Exercise prompt ->
Which organizations, institutions, and publications does the COVID passage below name?

Passage provided ->
*** Block opens ***
"If you think the COVID pandemic is done and ever-evolving variants pose no significant threat, consider these two realities.
"The first is a recent U.S. study published in the Journal of the American Medical Association. It tracked 150 million workers and their absences in the workplace in the United States since the end of the so-called public health emergency in 2023.
"Its central conclusion: “Health-related absences from work continued to track COVID-19 circulation and were 12.9 per cent higher in the post-pandemic period compared with before the pandemic (140,000 monthly absences).” Absences were highest in occupations with the greatest exposure to the public.
"The study added that continuing circulation of COVID variants has created “a new year-round baseline for work absences” that amounts to adding an additional flu-like season in the workplace.
"Reality No. 2: excess deaths. That’s the level of mortality above what it was before the pandemic. This metric has not returned to normal and remains significantly elevated.
"Just last month Swiss Re, a global insurance firm that analyzes mortality risk by forecasting future life expectancy trends, pegged that number of excess deaths at two per cent above the pre-pandemic annual mortality rate. When you extrapolate that number to North America’s population of 617 million, that works out to be 120,000 unanticipated dead people per year. That’s roughly the equivalent of two fully loaded standard commercial jets crashing and killing everyone aboard every day.
"Last month Neil Sprackling, a CEO with Swiss Re, cited long COVID as a significant factor contributing to that two per cent jump in excess deaths, particularly in people over the age of 65. He also projected that this excess mortality could last until 2030, or longer.
"These two realities underscore a fact that is scarcely mentioned in the media and has become politically unpopular to say. Nearly six years after the arrival of the COVID pandemic, the virus continues to undermine public health, rattle politics and unsettle the economy.
"This state of affairs remains an abiding concern to Yaneer Bar-Yam, a complexity scientist and one of the founders of the World Health Network, a sort of people’s version of the World Health Organization dedicated to protecting health through community action. The U.S. physicist has been studying and fighting the dynamics of pandemics from Ebola to COVID for 15 years.
A complexity scientist’s read on COVID
"At the beginning of the pandemic The Tyee interviewed Bar-Yam regularly because the scientist, who is currently based at MIT, was frequently ahead of the curve. He was one of the first to champion the importance of N95 masks in an airborne pandemic and he was one of the first to warn about the long tail of pandemics.
"Bar-Yam also was one of the first to recognize that vaccines would not end the pandemic, which is one reason why he advocated unsuccessfully to use public health measures to suppress the spread of the virus at the onset. In other words, he recognized and spoke about realities many politicians and public health officials couldn’t.
*** Block closes ***
Material provided ->
*** Block opens ***
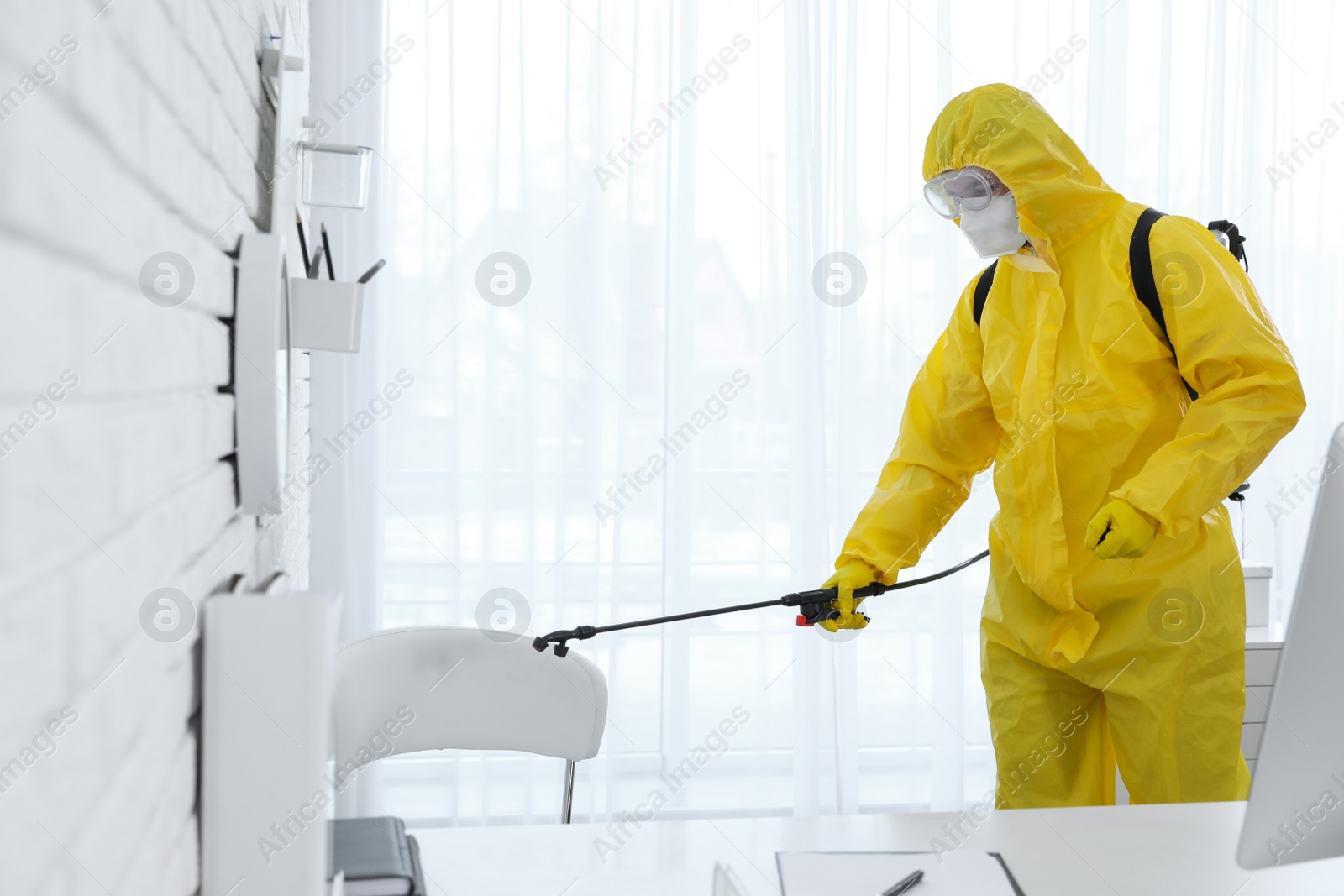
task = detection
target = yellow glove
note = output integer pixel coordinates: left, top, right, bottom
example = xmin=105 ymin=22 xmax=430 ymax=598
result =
xmin=817 ymin=560 xmax=878 ymax=631
xmin=1084 ymin=501 xmax=1158 ymax=560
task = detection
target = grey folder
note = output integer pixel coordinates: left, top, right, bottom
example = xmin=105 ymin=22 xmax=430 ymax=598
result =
xmin=327 ymin=815 xmax=425 ymax=896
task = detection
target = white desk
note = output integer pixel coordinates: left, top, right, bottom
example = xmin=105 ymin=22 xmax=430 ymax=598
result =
xmin=412 ymin=804 xmax=1344 ymax=896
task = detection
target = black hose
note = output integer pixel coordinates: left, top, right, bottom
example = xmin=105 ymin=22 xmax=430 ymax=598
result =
xmin=533 ymin=551 xmax=990 ymax=657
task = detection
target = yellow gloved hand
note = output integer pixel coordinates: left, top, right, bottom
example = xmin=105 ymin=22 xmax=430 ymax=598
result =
xmin=817 ymin=560 xmax=878 ymax=631
xmin=1084 ymin=501 xmax=1158 ymax=560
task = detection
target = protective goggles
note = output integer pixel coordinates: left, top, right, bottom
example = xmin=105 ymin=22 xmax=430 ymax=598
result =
xmin=925 ymin=168 xmax=995 ymax=219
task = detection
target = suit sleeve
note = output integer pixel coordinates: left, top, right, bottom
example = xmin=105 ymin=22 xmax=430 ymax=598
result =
xmin=1113 ymin=217 xmax=1306 ymax=536
xmin=836 ymin=276 xmax=1004 ymax=584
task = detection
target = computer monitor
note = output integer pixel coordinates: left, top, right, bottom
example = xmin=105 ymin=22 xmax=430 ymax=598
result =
xmin=1236 ymin=426 xmax=1344 ymax=869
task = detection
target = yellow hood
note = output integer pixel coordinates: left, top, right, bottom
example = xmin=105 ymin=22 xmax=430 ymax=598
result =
xmin=923 ymin=85 xmax=1125 ymax=254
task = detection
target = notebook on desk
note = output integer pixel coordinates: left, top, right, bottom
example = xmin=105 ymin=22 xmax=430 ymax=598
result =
xmin=775 ymin=849 xmax=1023 ymax=896
xmin=327 ymin=815 xmax=425 ymax=896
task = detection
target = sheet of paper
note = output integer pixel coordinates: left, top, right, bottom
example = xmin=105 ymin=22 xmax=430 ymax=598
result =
xmin=775 ymin=849 xmax=1016 ymax=896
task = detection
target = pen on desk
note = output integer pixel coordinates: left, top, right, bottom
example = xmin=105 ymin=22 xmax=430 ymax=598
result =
xmin=294 ymin=208 xmax=307 ymax=274
xmin=882 ymin=871 xmax=923 ymax=896
xmin=323 ymin=224 xmax=336 ymax=280
xmin=307 ymin=246 xmax=323 ymax=280
xmin=359 ymin=258 xmax=387 ymax=284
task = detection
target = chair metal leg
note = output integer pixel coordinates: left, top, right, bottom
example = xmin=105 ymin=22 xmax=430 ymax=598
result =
xmin=560 ymin=759 xmax=574 ymax=825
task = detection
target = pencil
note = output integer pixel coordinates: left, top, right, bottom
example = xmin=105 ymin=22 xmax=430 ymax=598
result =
xmin=323 ymin=224 xmax=336 ymax=280
xmin=294 ymin=208 xmax=307 ymax=274
xmin=359 ymin=258 xmax=387 ymax=284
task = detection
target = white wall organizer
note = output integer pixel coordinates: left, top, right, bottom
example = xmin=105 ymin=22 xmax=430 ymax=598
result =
xmin=301 ymin=143 xmax=374 ymax=211
xmin=200 ymin=589 xmax=333 ymax=896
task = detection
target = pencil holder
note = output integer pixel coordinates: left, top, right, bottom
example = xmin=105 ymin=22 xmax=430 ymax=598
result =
xmin=289 ymin=277 xmax=365 ymax=352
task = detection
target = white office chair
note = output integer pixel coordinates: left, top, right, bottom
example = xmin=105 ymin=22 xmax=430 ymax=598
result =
xmin=332 ymin=626 xmax=606 ymax=825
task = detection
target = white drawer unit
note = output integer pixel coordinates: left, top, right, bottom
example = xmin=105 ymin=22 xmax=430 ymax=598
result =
xmin=1242 ymin=641 xmax=1284 ymax=775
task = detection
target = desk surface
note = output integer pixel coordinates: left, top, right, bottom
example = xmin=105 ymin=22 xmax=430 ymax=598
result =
xmin=412 ymin=804 xmax=1344 ymax=896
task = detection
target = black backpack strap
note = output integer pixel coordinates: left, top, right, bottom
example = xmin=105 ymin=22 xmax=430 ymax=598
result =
xmin=970 ymin=259 xmax=1000 ymax=327
xmin=1129 ymin=208 xmax=1199 ymax=401
xmin=1129 ymin=208 xmax=1171 ymax=344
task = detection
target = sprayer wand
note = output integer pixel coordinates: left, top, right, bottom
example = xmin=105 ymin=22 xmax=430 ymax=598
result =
xmin=533 ymin=551 xmax=990 ymax=657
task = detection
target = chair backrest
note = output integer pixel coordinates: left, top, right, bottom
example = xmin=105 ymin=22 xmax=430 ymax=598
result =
xmin=332 ymin=627 xmax=606 ymax=778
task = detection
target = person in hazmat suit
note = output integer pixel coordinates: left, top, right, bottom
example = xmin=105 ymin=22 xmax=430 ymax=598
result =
xmin=822 ymin=85 xmax=1305 ymax=807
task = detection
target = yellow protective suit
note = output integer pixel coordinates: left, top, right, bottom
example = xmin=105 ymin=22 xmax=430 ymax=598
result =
xmin=836 ymin=85 xmax=1305 ymax=807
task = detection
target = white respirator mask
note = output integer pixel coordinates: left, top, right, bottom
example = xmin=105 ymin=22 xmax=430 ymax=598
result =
xmin=959 ymin=193 xmax=1026 ymax=258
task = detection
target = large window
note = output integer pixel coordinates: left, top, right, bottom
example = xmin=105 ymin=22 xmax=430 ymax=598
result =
xmin=328 ymin=0 xmax=1340 ymax=824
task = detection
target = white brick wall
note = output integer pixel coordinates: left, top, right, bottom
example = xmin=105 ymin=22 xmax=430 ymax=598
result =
xmin=0 ymin=0 xmax=307 ymax=896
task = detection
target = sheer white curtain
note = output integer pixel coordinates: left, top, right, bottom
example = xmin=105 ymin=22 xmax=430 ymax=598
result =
xmin=314 ymin=0 xmax=1344 ymax=824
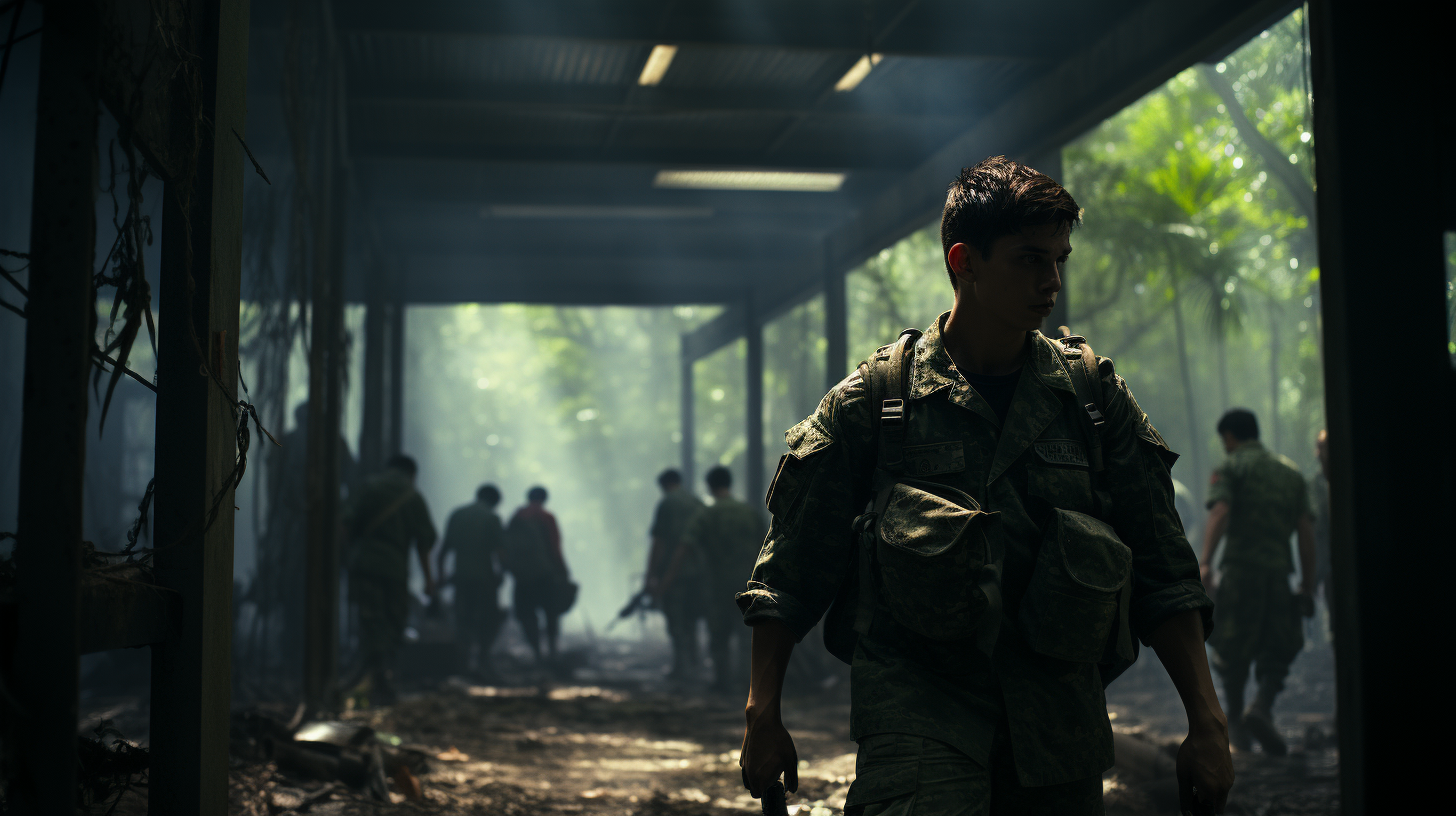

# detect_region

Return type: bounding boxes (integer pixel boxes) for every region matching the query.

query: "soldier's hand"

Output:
[1294,592,1315,618]
[738,702,799,799]
[1178,723,1233,816]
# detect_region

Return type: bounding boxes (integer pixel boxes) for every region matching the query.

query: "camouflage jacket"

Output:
[1207,439,1310,574]
[648,487,703,580]
[738,315,1213,785]
[440,501,504,589]
[344,469,437,583]
[683,495,767,591]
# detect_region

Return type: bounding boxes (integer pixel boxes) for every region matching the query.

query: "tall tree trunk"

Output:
[1267,300,1280,450]
[1168,268,1204,507]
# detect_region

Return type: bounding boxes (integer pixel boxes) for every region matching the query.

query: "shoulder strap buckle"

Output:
[879,399,906,428]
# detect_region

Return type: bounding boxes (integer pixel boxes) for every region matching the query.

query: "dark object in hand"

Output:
[760,780,789,816]
[1294,592,1315,618]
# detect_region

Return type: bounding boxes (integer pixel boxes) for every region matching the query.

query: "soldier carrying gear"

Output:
[738,156,1233,816]
[664,465,767,691]
[1200,408,1318,756]
[344,455,437,702]
[502,485,577,664]
[644,469,706,679]
[437,484,505,678]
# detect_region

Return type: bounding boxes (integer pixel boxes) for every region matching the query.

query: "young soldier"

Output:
[1201,408,1318,756]
[344,455,435,702]
[738,156,1233,816]
[502,485,577,666]
[645,468,705,679]
[435,484,505,678]
[668,465,766,692]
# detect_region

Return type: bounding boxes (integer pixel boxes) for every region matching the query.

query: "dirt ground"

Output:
[73,626,1338,816]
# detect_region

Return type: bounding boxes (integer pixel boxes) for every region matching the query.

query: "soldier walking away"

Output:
[344,455,437,702]
[437,484,505,680]
[738,156,1233,816]
[646,468,705,679]
[1200,408,1318,756]
[502,485,577,666]
[678,465,767,692]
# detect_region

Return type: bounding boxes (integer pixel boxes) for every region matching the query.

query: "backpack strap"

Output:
[1056,334,1112,517]
[853,329,920,635]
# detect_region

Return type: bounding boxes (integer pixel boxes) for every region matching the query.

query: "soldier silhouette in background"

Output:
[1200,408,1316,755]
[344,455,435,702]
[502,485,577,664]
[681,465,769,692]
[646,469,703,678]
[437,484,505,676]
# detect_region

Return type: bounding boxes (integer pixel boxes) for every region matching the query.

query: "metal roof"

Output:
[249,0,1290,312]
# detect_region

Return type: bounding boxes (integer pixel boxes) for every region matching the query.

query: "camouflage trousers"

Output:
[349,571,409,673]
[844,721,1104,816]
[1208,565,1305,699]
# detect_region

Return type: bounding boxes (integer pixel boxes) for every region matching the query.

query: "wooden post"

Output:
[4,1,98,813]
[744,296,766,506]
[677,342,697,491]
[827,256,849,393]
[149,0,249,815]
[1310,0,1456,813]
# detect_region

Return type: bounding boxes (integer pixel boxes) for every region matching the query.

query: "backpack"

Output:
[824,329,1139,686]
[501,514,556,581]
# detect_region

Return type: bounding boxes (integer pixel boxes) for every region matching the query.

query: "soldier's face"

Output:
[948,224,1072,331]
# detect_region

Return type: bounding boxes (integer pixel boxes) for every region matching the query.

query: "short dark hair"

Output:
[941,156,1082,287]
[706,465,732,490]
[1219,408,1259,442]
[384,453,419,476]
[475,485,501,507]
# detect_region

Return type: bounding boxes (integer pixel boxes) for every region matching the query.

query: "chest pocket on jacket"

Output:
[764,417,834,529]
[1026,465,1095,513]
[875,479,999,640]
[1019,510,1133,663]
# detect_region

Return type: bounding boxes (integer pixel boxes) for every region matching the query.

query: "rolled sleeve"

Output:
[735,581,824,641]
[1104,377,1213,643]
[737,374,871,640]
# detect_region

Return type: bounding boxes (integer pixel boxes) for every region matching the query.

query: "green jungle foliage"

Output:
[253,12,1324,629]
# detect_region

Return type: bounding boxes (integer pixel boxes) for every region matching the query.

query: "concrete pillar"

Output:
[744,297,767,506]
[3,0,99,813]
[149,0,258,813]
[1309,0,1456,813]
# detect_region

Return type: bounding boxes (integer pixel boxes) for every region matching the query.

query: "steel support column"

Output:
[824,256,849,391]
[384,300,406,456]
[303,52,348,710]
[743,296,767,507]
[1031,149,1076,337]
[1310,0,1456,813]
[358,275,389,474]
[149,0,249,815]
[3,1,99,813]
[677,344,697,490]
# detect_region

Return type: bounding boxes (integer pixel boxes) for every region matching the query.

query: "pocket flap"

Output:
[1056,509,1133,592]
[783,417,834,459]
[879,481,981,555]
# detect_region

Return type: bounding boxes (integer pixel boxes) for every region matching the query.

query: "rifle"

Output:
[607,589,654,631]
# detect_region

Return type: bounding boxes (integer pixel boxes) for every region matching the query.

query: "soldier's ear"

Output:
[945,243,976,283]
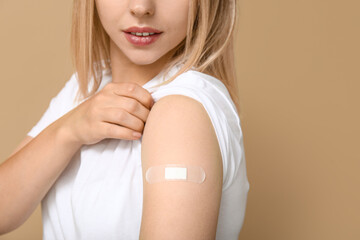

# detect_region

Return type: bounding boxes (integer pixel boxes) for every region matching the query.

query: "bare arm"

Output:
[0,118,81,234]
[139,95,223,240]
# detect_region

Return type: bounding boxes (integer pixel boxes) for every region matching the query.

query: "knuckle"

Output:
[104,124,116,137]
[116,111,126,120]
[128,100,138,112]
[127,83,136,93]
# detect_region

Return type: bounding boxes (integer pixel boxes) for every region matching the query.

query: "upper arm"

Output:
[140,95,223,240]
[9,135,33,158]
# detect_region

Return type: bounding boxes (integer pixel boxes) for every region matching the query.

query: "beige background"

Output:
[0,0,360,240]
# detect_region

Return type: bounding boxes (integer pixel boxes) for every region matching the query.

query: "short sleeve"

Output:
[152,71,242,191]
[27,74,78,137]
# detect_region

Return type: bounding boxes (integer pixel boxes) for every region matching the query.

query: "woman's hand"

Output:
[61,82,154,145]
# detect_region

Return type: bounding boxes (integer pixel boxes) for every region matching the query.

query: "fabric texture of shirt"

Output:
[28,62,250,240]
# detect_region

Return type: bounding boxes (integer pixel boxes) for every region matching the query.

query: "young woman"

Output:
[0,0,249,240]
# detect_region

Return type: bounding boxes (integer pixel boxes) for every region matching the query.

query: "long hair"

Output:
[71,0,240,114]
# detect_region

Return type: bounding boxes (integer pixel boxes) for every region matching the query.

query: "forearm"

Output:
[0,121,81,234]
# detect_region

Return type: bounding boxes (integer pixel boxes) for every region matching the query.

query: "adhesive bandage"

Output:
[145,164,205,184]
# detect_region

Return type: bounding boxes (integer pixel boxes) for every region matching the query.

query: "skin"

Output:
[95,0,189,86]
[0,0,223,240]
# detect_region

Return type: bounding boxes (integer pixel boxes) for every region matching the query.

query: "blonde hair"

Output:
[71,0,240,114]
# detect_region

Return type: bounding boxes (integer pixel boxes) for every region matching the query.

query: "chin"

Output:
[124,55,160,65]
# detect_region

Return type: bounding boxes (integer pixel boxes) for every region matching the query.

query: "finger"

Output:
[100,107,144,132]
[106,95,150,122]
[101,122,141,140]
[113,82,154,109]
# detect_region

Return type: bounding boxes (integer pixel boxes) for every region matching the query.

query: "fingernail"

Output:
[133,132,141,137]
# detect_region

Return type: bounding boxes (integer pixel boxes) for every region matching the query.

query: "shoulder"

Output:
[140,82,223,239]
[152,70,240,136]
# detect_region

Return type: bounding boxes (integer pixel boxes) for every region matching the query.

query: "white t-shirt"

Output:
[28,62,250,240]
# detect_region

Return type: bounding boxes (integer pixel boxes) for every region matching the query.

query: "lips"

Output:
[124,27,162,33]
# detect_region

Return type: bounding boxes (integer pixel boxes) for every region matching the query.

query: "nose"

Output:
[130,0,155,17]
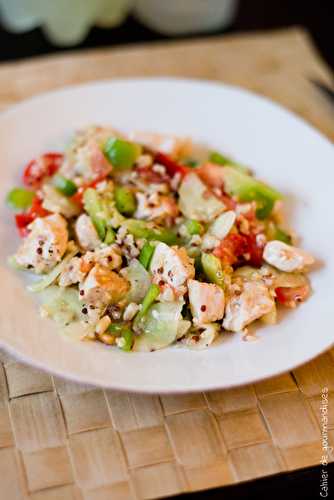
*** Block closes ***
Solution ->
- Journal of the American Medical Association
- Swiss Re
- World Health Network
- World Health Organization
- The Tyee
- MIT